- What the task requires: Keep the pictures out of the copy and print all the entries below exactly.

- Raw data:
━━━━━━━━━━
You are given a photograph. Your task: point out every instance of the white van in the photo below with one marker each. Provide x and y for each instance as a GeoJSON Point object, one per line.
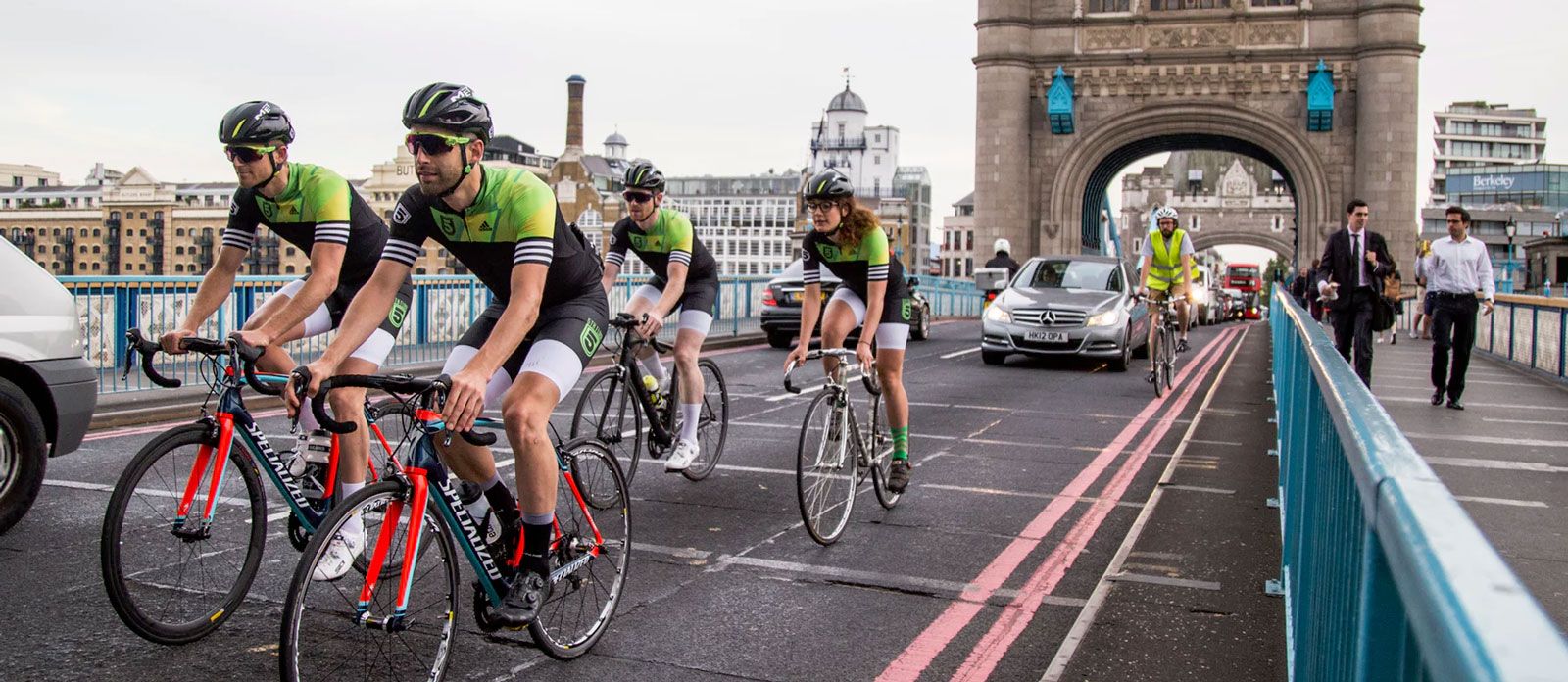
{"type": "Point", "coordinates": [47, 391]}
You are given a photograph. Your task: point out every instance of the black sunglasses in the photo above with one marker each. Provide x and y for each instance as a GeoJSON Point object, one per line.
{"type": "Point", "coordinates": [433, 143]}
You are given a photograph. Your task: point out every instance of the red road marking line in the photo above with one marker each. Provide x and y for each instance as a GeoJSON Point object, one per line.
{"type": "Point", "coordinates": [935, 639]}
{"type": "Point", "coordinates": [1015, 616]}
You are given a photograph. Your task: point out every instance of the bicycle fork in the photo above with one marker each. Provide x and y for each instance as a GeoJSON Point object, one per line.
{"type": "Point", "coordinates": [217, 457]}
{"type": "Point", "coordinates": [419, 485]}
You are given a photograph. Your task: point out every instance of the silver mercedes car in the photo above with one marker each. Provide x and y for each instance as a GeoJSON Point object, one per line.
{"type": "Point", "coordinates": [1066, 306]}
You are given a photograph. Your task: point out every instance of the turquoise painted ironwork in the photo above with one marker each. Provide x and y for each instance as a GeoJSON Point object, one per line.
{"type": "Point", "coordinates": [1385, 576]}
{"type": "Point", "coordinates": [1058, 102]}
{"type": "Point", "coordinates": [1321, 99]}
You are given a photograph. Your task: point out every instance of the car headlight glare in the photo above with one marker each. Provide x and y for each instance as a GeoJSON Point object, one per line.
{"type": "Point", "coordinates": [1105, 318]}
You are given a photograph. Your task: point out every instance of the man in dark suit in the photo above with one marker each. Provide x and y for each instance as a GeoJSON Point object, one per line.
{"type": "Point", "coordinates": [1348, 279]}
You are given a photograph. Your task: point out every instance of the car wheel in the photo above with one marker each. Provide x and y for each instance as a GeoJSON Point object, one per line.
{"type": "Point", "coordinates": [1125, 360]}
{"type": "Point", "coordinates": [24, 454]}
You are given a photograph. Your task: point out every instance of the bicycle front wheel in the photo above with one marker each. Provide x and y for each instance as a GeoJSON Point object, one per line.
{"type": "Point", "coordinates": [176, 580]}
{"type": "Point", "coordinates": [329, 635]}
{"type": "Point", "coordinates": [825, 469]}
{"type": "Point", "coordinates": [608, 412]}
{"type": "Point", "coordinates": [712, 423]}
{"type": "Point", "coordinates": [590, 554]}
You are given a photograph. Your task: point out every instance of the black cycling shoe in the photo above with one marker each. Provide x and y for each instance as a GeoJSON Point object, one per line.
{"type": "Point", "coordinates": [524, 601]}
{"type": "Point", "coordinates": [899, 475]}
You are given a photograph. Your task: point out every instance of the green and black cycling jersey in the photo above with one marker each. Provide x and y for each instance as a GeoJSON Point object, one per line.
{"type": "Point", "coordinates": [512, 221]}
{"type": "Point", "coordinates": [318, 206]}
{"type": "Point", "coordinates": [855, 268]}
{"type": "Point", "coordinates": [668, 240]}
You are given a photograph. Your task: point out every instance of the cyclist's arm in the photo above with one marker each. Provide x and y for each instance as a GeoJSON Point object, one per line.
{"type": "Point", "coordinates": [216, 287]}
{"type": "Point", "coordinates": [326, 263]}
{"type": "Point", "coordinates": [674, 287]}
{"type": "Point", "coordinates": [516, 320]}
{"type": "Point", "coordinates": [366, 311]}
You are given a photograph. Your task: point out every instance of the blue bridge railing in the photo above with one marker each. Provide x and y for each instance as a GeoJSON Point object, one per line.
{"type": "Point", "coordinates": [1385, 576]}
{"type": "Point", "coordinates": [443, 310]}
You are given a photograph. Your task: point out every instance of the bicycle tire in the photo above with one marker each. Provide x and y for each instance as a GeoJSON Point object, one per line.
{"type": "Point", "coordinates": [554, 629]}
{"type": "Point", "coordinates": [336, 601]}
{"type": "Point", "coordinates": [710, 419]}
{"type": "Point", "coordinates": [812, 467]}
{"type": "Point", "coordinates": [122, 585]}
{"type": "Point", "coordinates": [883, 462]}
{"type": "Point", "coordinates": [618, 400]}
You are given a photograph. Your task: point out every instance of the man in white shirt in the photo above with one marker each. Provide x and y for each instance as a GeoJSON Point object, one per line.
━━━━━━━━━━
- Completed exercise:
You are given a photograph. Your task: point out every instance of the white van in the photo below with one marker each. Provide x and y for each instance as a GeoJSON Point object, one per line.
{"type": "Point", "coordinates": [47, 391]}
You are given a photograph. Your task: point out every instance of the black sunglasses in the photo above with one marker each. Provide x and y for each instance as a GeoJSON Point object, one per line.
{"type": "Point", "coordinates": [433, 143]}
You are given a photograph. Your task: point out every instance of the red road marking line in the photo above with one marker each. Provide x and y for each instance as a GeoJSON Point object, one per line.
{"type": "Point", "coordinates": [935, 639]}
{"type": "Point", "coordinates": [1015, 616]}
You are given a photograph. Your task: point out every instance of the bicycle fork in the photo above with one marker each. Provide x and y for each instance as a GeoJSON Point object, one per line.
{"type": "Point", "coordinates": [217, 457]}
{"type": "Point", "coordinates": [419, 485]}
You are given a photograph. Your task: point out every instance of the silver mercedes car in the photo above with one marker each. Provide x and y for each instance as a GeoJSON Point object, one per line.
{"type": "Point", "coordinates": [1066, 306]}
You are given a photograph. Your task: point out every instance of the turquoise painted ironwork in the photo above with one marker each. Provide x and y for each instance as a GeoJSON Point object, one per line.
{"type": "Point", "coordinates": [1385, 576]}
{"type": "Point", "coordinates": [1058, 102]}
{"type": "Point", "coordinates": [1321, 99]}
You are given a photograph. Your task: point out every instance of the car headlight glare in the photo above with one marker each. Provide x and y for each instance as a GeoJSON Point object, one per line.
{"type": "Point", "coordinates": [1105, 318]}
You are given a photograph. Your task: point out every instance of the man in dark suit in the photo above with one marker each. Provide x and y for each instance as a GeoJSON Point object, one per line.
{"type": "Point", "coordinates": [1348, 279]}
You are given a photograph. Your task: point out every instance of the car wheel in the photo above with one marker each. Provide x and y for each instance as a GeoJSON Point object, one per line.
{"type": "Point", "coordinates": [1125, 360]}
{"type": "Point", "coordinates": [24, 454]}
You are given a photograph. Your task: point out every instance of the bicycle front wheel in the photo above with one marker each. Provide x and y for each instance as a GeoJSON Point object, one per line.
{"type": "Point", "coordinates": [176, 580]}
{"type": "Point", "coordinates": [329, 635]}
{"type": "Point", "coordinates": [825, 469]}
{"type": "Point", "coordinates": [608, 412]}
{"type": "Point", "coordinates": [712, 423]}
{"type": "Point", "coordinates": [590, 554]}
You are given a photograph. Your task: point out every instance of the black cycling shoe in the photo above with one marker each. Provide x and y for each instance as a GeoJSON Point object, one per line.
{"type": "Point", "coordinates": [524, 601]}
{"type": "Point", "coordinates": [899, 475]}
You are given a photograph. Your task: point out every instance of the green and black cycling jersey in the photo above with one marker each. Provide x and y for each instance as a GeoJSON Point object, one per line.
{"type": "Point", "coordinates": [512, 221]}
{"type": "Point", "coordinates": [318, 206]}
{"type": "Point", "coordinates": [855, 268]}
{"type": "Point", "coordinates": [668, 240]}
You are given a photograph. Your task: point out every instance of the cyclist's arm in the photo above with one marker each. Provide x and y for each instance as a GeoJSON Point object, one per line.
{"type": "Point", "coordinates": [216, 287]}
{"type": "Point", "coordinates": [326, 263]}
{"type": "Point", "coordinates": [674, 287]}
{"type": "Point", "coordinates": [516, 320]}
{"type": "Point", "coordinates": [366, 311]}
You are given a photograph. Your task: point out every instance of the blue bridge railing in the photo above with one marker each. Provide x and y for each instance as a GeoJSON Point object, one per line.
{"type": "Point", "coordinates": [1385, 576]}
{"type": "Point", "coordinates": [443, 310]}
You are given a photograph. Your task: point out every instance of the bicycle tire in the photo above with one marker each. Provide x and y for each instance as a GeoJSON Point object, one per line.
{"type": "Point", "coordinates": [554, 629]}
{"type": "Point", "coordinates": [336, 601]}
{"type": "Point", "coordinates": [710, 419]}
{"type": "Point", "coordinates": [812, 467]}
{"type": "Point", "coordinates": [122, 585]}
{"type": "Point", "coordinates": [883, 462]}
{"type": "Point", "coordinates": [618, 400]}
You are given a photograph. Your task: point out every instance of the man in white shirt in the photo above with one marker each. Provide x and y for each instance as a GeoJSON Point object, one per line.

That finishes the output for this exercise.